WHAT YOU HAVE TO DO: Gather each line of the records below that contains the word "branch" and copy those lines unchanged. Case counts, so a line only qualifies if its capital and lowercase letters match.

--*--

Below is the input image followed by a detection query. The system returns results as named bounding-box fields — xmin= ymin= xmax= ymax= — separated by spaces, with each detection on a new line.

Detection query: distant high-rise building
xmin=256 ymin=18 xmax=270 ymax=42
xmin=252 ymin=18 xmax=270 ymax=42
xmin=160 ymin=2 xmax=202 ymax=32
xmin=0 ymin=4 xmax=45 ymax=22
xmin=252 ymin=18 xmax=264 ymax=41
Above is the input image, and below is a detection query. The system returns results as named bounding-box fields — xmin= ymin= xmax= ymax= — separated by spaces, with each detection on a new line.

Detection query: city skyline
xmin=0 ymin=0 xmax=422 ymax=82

--*--

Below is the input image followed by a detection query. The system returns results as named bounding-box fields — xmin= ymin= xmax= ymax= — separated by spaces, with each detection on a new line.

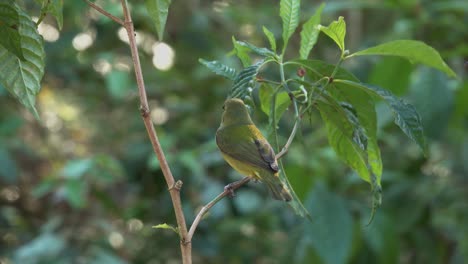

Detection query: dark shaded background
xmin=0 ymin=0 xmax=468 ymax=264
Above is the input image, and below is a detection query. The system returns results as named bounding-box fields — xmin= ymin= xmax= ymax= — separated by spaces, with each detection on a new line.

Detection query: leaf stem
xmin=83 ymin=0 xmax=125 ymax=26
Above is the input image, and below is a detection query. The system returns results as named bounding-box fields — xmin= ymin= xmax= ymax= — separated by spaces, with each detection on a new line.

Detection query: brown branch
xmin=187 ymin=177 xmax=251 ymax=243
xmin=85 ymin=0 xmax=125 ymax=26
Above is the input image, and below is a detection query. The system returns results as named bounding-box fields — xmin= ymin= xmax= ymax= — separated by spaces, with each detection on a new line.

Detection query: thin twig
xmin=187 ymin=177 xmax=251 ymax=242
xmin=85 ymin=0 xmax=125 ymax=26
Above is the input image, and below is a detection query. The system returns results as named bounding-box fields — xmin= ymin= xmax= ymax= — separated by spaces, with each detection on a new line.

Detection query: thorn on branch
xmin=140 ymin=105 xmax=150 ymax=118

--*--

SOLVED PROBLEM:
Detection query: brown branch
Detection query: thorn on branch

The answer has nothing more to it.